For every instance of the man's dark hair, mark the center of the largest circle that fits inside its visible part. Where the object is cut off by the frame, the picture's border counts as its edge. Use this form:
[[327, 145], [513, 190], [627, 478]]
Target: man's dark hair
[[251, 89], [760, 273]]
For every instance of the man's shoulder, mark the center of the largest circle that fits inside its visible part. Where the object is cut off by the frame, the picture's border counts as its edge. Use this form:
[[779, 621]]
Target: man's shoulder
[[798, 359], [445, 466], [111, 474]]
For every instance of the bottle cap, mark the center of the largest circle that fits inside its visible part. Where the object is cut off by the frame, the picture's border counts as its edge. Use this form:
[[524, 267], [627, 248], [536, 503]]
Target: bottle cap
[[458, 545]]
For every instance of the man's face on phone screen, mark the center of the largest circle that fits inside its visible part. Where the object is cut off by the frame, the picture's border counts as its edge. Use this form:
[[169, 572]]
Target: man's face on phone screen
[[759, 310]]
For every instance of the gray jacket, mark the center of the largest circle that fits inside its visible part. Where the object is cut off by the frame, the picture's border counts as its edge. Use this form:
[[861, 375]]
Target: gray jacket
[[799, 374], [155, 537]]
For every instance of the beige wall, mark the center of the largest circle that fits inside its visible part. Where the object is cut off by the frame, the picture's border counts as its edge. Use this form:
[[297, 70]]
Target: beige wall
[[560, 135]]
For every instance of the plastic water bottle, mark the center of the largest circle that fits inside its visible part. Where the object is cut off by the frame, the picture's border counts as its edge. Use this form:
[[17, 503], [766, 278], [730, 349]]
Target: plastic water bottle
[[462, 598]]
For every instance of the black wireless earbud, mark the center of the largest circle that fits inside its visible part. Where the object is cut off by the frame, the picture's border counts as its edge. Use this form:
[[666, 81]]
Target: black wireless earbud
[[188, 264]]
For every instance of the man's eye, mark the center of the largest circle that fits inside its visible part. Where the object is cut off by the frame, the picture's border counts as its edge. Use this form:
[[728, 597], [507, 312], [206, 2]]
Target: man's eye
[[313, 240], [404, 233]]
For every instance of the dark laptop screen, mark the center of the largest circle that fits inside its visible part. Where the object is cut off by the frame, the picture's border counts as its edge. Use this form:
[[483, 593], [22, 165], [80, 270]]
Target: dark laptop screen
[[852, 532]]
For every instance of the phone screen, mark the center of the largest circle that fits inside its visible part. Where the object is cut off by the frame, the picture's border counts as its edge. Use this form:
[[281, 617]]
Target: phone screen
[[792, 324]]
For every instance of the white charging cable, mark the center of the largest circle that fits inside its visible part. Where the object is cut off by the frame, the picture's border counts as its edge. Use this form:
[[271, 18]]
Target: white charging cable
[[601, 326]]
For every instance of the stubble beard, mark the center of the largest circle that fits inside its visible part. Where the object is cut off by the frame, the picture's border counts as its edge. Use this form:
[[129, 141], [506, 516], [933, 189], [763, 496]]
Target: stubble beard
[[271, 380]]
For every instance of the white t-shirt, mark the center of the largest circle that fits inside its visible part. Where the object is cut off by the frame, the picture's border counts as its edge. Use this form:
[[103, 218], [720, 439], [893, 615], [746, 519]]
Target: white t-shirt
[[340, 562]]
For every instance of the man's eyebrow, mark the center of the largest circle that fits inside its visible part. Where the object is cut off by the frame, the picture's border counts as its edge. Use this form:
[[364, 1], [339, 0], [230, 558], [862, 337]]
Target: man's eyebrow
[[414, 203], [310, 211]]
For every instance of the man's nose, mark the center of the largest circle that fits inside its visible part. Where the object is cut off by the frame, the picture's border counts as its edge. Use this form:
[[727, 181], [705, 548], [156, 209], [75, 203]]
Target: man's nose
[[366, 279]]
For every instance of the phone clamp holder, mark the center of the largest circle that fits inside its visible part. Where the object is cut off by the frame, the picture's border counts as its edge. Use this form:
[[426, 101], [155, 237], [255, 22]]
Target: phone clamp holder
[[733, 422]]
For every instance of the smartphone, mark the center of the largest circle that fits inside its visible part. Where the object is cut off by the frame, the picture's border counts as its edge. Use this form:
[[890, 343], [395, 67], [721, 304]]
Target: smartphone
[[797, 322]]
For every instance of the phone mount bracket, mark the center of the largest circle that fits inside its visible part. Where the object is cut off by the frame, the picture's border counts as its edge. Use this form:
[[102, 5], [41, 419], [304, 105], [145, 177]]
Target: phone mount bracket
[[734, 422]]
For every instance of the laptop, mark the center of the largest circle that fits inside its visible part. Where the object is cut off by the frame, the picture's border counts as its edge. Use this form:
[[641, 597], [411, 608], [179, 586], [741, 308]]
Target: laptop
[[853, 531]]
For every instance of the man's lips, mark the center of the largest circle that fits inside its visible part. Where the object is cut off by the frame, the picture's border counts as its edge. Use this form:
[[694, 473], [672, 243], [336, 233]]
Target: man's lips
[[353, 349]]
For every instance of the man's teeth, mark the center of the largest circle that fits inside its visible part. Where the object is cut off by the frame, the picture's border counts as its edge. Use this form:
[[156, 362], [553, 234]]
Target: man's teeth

**任务说明**
逐字复述上方数据中的若干行：从含有“For every instance of the man's nose, mark”的那一行开始，一直到含有“[[733, 422]]”的那一行，首尾两行都包括在内。

**练习解答**
For every instance of the man's nose, mark the center of the largest circle that fits inside its visible part. Where the object is cut off by the frame, the picture's border counts as its edge. Use this form:
[[727, 181], [705, 548], [156, 209], [75, 203]]
Target: man's nose
[[366, 279]]
For every instance of the phone clamp holder, mark the center of the largest circle that fits inside its visible part. Where the object is cut off by the frame, the picture's border counts as its edge. Use this form:
[[426, 101], [155, 237], [255, 22]]
Target: phone clamp holder
[[733, 422]]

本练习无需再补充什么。